* _Excerpt_
- Opening Delimiter -

Researchers believe Parkinson's may alter a person's chemical signature, changing their odor.
Scientists from the Universities of Edinburgh and Manchester in the UK were inspired to launch the project after meeting 65-year-old British woman Joy Milne, whose husband died from Parkinson's disease in June of this year.
Mrs. Milne claims that 6 years before her husband Les was diagnosed with the condition, she noticed a change in his odor. "His smell changed and it seemed difficult to describe," she told BBC News. "It wasn't all of a sudden. It was very subtle - a musky smell."
After joining the charity Parkinson's UK, Mrs. Milne noticed she could pick up the same scent from other individuals who had Parkinson's - something she happened to mention to scientists.
As a result, Dr. Tilo Kunath, of the School of Biological Sciences at the University of Edinburgh - who will lead the new project - and colleagues conducted a pilot study to test Mrs. Milne's sense of smell, requesting her to smell worn t-shirts from six people with Parkinson's and six without the disease.
"We had them wear a t-shirt for a day then retrieved the t-shirts, bagged them and coded them. Her job was to tell us who had Parkinson's and who didn't," Dr. Kunath explained to BBC News.
Mrs. Milne correctly identified 11 out of the 12 participants, though the researchers note that she was adamant the final subject who she identified "incorrectly" did have Parkinson's. This participant was diagnosed with the disease 8 months later.
"So Joy wasn't correct for 11 out of 12, she was actually 12 out of 12 correct at that time," said Dr. Kunath. "That really impressed us and we had to dig further into this phenomenon."
New study could lead to a diagnostic test for Parkinson's
The researchers believe Parkinson's disease may trigger changes in the chemical signature of sebum - the oil secreted by the skin's sebaceous glands - which leads to a change in odor that can only be detected by individuals with a distinct sense of smell.
- The average age of Parkinson's onset in the US is 60
- Parkinson's was first described in 1817 by a British physician called James Parkinson
- Parkinson's is slightly more common in men than women.
To investigate their theory further, the team is embarking on a new study in which they will recruit around 200 individuals with and without Parkinson's.
The participants will be asked to complete a short questionnaire and will have skin swabs taken. These samples will be analyzed by the researchers with the aim of identifying molecules in the sebum that may be responsible for a change in odor among people with Parkinson's.

- Closing Delimiter -

* _Extracted data_
- Opening Delimiter -

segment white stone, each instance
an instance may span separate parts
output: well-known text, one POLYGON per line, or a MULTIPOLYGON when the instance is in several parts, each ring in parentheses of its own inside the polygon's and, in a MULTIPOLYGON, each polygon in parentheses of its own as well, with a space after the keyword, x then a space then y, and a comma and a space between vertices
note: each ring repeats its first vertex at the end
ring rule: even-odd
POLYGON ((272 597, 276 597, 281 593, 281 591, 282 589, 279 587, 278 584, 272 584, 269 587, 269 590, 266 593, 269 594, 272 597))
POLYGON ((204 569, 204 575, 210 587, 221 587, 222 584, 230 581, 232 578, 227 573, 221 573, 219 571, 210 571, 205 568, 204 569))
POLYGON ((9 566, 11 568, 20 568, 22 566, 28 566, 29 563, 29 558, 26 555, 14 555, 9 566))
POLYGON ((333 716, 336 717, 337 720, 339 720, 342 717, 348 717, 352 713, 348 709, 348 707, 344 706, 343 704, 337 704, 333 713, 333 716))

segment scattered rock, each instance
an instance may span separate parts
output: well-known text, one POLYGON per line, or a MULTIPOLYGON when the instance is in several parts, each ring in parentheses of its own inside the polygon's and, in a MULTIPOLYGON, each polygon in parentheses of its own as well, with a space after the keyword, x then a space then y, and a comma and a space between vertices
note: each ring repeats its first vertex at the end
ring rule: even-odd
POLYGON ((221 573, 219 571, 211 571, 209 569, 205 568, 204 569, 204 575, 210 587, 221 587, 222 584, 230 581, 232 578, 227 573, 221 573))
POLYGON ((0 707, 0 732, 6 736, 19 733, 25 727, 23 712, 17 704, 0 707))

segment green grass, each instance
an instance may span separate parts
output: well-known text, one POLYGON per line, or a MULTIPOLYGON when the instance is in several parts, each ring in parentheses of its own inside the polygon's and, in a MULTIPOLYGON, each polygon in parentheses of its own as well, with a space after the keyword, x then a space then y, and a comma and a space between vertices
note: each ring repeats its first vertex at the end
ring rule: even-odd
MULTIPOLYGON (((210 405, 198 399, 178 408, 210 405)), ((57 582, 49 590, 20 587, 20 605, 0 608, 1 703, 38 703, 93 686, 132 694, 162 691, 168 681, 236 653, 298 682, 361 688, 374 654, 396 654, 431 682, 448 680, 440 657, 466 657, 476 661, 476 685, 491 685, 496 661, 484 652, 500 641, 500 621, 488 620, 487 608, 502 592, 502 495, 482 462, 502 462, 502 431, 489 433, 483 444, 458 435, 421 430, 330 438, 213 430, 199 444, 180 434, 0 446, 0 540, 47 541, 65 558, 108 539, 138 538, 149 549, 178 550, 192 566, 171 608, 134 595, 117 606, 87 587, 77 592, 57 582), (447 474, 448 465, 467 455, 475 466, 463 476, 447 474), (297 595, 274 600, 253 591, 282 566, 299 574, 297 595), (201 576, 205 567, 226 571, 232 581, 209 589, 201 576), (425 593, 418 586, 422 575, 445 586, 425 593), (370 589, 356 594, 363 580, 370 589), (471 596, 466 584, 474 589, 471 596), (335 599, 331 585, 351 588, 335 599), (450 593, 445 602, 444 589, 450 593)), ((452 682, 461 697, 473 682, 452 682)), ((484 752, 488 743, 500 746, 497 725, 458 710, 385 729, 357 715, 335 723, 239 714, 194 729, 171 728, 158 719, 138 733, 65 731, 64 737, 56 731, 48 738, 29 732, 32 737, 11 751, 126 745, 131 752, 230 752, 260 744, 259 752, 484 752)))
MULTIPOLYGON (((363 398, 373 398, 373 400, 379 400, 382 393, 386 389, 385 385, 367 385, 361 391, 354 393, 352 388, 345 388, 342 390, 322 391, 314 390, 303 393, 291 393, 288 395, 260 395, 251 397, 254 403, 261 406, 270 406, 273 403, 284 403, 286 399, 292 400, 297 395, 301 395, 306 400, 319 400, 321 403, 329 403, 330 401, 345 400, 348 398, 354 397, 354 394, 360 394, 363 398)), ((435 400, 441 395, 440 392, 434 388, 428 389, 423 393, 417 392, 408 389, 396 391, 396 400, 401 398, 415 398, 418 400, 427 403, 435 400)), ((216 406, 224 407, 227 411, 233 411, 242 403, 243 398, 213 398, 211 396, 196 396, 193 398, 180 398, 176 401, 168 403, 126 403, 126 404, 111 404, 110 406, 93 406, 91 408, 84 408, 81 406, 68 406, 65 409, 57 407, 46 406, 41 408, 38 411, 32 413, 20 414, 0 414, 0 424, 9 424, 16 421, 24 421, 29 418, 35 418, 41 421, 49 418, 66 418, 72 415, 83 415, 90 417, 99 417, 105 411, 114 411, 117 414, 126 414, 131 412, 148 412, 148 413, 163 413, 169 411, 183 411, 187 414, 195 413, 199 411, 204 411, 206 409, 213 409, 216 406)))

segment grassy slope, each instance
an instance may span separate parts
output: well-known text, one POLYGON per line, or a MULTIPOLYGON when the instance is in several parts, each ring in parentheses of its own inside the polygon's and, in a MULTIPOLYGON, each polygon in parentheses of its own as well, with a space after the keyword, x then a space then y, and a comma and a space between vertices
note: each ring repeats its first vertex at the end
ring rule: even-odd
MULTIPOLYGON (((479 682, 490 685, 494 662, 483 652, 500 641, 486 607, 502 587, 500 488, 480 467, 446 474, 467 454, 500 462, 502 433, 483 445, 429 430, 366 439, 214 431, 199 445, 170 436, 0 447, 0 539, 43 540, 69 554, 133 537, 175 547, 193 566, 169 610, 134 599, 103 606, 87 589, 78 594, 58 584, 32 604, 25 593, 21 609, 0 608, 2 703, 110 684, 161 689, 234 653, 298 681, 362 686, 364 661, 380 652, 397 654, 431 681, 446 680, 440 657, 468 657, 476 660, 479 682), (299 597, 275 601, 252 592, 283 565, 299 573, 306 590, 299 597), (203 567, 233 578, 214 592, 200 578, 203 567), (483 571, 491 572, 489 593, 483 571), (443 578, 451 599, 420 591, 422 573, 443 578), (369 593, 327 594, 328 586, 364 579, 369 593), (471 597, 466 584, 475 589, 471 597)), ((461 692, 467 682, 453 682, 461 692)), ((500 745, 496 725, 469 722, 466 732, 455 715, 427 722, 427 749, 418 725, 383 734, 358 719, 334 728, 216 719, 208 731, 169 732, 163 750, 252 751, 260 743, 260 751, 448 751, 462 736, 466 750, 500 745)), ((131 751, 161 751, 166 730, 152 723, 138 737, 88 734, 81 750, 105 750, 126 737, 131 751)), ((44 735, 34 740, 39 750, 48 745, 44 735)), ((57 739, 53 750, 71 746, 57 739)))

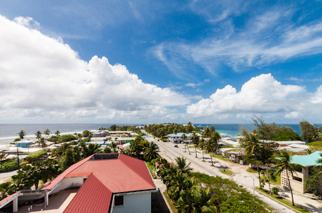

- Closing Delimiter -

* _Work request 1_
Can you copy the article on Parkinson's and smell word for word, from "New study could" up to and including "and without Parkinson's."?
* _Work request 2_
Answer these from the article on Parkinson's and smell:
(a) How old is Joy Milne?
(b) In what year was Parkinson's first described?
(c) About how many people will the new study recruit?
* _Work request 3_
Could you extend the article on Parkinson's and smell beyond its final sentence?

* _Written answer 1_
New study could lead to a diagnostic test for Parkinson's
The researchers believe Parkinson's disease may trigger changes in the chemical signature of sebum - the oil secreted by the skin's sebaceous glands - which leads to a change in odor that can only be detected by individuals with a distinct sense of smell.
- The average age of Parkinson's onset in the US is 60
- Parkinson's was first described in 1817 by a British physician called James Parkinson
- Parkinson's is slightly more common in men than women.
To investigate their theory further, the team is embarking on a new study in which they will recruit around 200 individuals with and without Parkinson's.

* _Written answer 2_
(a) 65
(b) 1817
(c) Around 200

* _Written answer 3_
The skin swabs will also be assessed by Mrs. Milne and a number of smell experts from the food and drink industry.
Parkinson's disease is estimated to affect at least 500,000 people in the US, and more than 50,000 Americans are diagnosed with the condition every year.
At present, there is no test that can clearly diagnose Parkinson's, but Dr. Kunath and colleagues hope their new study will fuel such a development.
The video below provides further information on the project:
The team says a Parkinson's test could work in the same way as the devices used by airport security to identify traces of explosives; these work by emitting puffs of air in order to catch and analyze scent molecules from an individual's body.
Dr. Kunath adds:
"Our early results suggest that there may be a distinctive scent that is unique to people with Parkinson's. If we can identify the molecules responsible for this, it could help us develop ways of detecting and monitoring the condition."
As well as leading to the development of a diagnostic test for Parkinson's, Dr. Arthur Roach, director of research at Parkinson's UK, who is funding the new study, says the new project could even lead to a cure for disease.
"It's very early days in the research," he says, "but if it's proved there is a unique odor associated with Parkinson's, particularly early on in the condition, it could have a huge impact - not just on early diagnosis, but it would also make it a lot easier to identify people to test drugs that may have the potential to slow, or even stop Parkinson's, something no current drug can achieve."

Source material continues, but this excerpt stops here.